Rabu, 16 Januari 2013

Bromo dan keindahannya yang tersimpan


Pada kesempatan yang lalu angkatan 2010 telah melakukan praktik kerja lapangan atau yang biasa disebut dengan PKL di salah satu pegunungan yang ada di timur pulau Jawa tepatnya di Pegunungan Bromo yang telah dilaksanakan pada tanggal 22-26 mei 2012.  PKL kali ini bertemakan “kearifan Lokal”.  Pemberangkatan dilakukan pada pukul 16.00 wib pada hari selasa 22 mei  dan sampai di tempat tujuan lebih kurang pukul 23.00 wib pada tanggal 23 mei 2012, sungguh perjalanan yang cukup melelahkan memang.
Sesampainya di lokasi penginapan, kami merasa kaget dengan suhu yang sangat berbeda dan menurut kami itu lumayan ekstrim. Suhu udara di kawasan Bromo ini kira-kira 6 ˚C yang membuat badan kita menggigil karena tak terbiasa dengan suhu udara yang rendah seperti itu.

Catatan yang Diberikan –
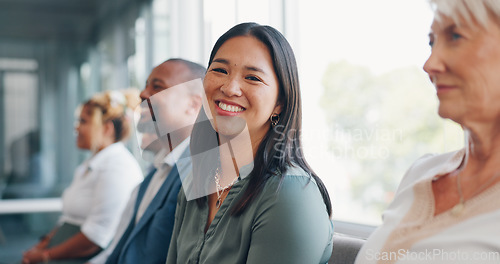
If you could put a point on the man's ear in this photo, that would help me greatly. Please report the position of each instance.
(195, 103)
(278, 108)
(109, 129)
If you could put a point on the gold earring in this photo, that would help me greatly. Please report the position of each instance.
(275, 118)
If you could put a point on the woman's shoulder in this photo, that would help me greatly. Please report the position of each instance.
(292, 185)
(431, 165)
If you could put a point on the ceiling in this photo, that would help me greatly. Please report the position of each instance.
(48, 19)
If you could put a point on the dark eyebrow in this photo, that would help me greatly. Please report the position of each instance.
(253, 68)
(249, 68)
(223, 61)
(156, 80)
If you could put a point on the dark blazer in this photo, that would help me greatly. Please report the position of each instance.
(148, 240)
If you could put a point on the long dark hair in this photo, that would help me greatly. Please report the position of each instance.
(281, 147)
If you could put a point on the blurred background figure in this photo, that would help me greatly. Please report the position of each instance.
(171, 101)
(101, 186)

--

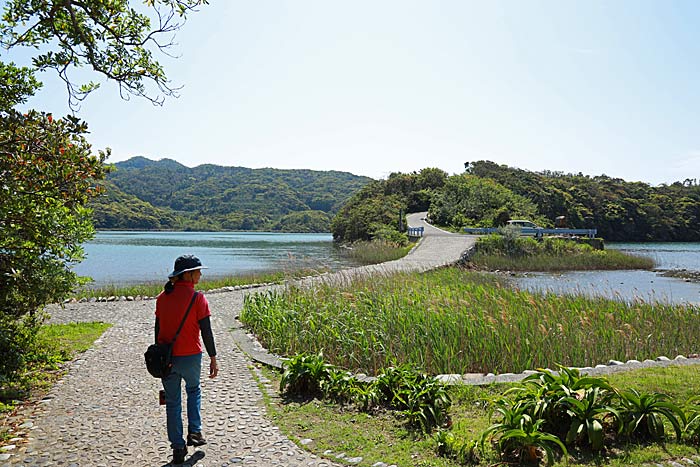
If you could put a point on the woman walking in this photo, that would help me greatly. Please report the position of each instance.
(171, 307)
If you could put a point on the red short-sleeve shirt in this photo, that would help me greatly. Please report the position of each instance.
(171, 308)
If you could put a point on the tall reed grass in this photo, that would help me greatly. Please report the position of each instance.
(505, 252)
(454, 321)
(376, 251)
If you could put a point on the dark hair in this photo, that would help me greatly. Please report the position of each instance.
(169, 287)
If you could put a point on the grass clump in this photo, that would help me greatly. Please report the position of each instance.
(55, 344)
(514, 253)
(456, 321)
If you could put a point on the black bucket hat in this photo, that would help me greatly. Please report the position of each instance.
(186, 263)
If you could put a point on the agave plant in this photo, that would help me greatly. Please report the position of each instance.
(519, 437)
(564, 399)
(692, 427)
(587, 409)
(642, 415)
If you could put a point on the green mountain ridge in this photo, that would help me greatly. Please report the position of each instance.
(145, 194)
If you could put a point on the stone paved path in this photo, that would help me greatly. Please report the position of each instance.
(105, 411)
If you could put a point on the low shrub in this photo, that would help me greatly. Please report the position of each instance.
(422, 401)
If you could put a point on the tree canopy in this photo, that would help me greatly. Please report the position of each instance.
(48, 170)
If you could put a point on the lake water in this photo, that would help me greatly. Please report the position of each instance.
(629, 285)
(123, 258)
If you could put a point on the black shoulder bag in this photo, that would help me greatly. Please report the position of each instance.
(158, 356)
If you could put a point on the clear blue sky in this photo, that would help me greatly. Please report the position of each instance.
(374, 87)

* * *

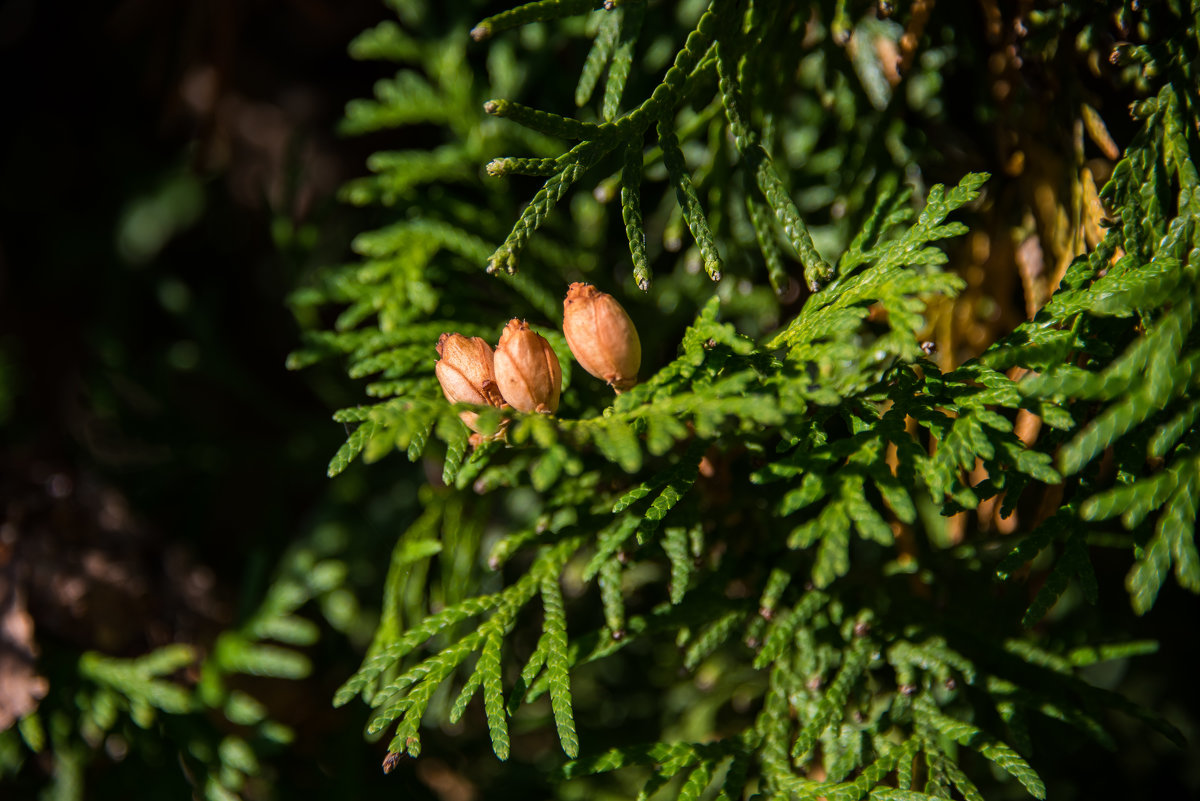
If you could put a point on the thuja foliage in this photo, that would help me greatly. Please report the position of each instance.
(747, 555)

Yang Perlu Dikerjakan –
**A)** Ringkas tulisan tentang Bromo itu dalam dua kalimat.
**B)** Hitung berapa baris catatan yang memuat kata "hair", lalu tulis angkanya saja.
Tulisan dan catatan di atas adalah dua bahan yang terpisah.

Jawaban Tiap Tugas –
**A)** Angkatan 2010 melaksanakan praktik kerja lapangan bertema “kearifan Lokal” di Pegunungan Bromo pada 22–26 Mei 2012, dengan perjalanan yang cukup melelahkan. Setibanya di penginapan, mereka kaget oleh suhu sekitar 6 ˚C yang membuat badan menggigil.

**B)** 2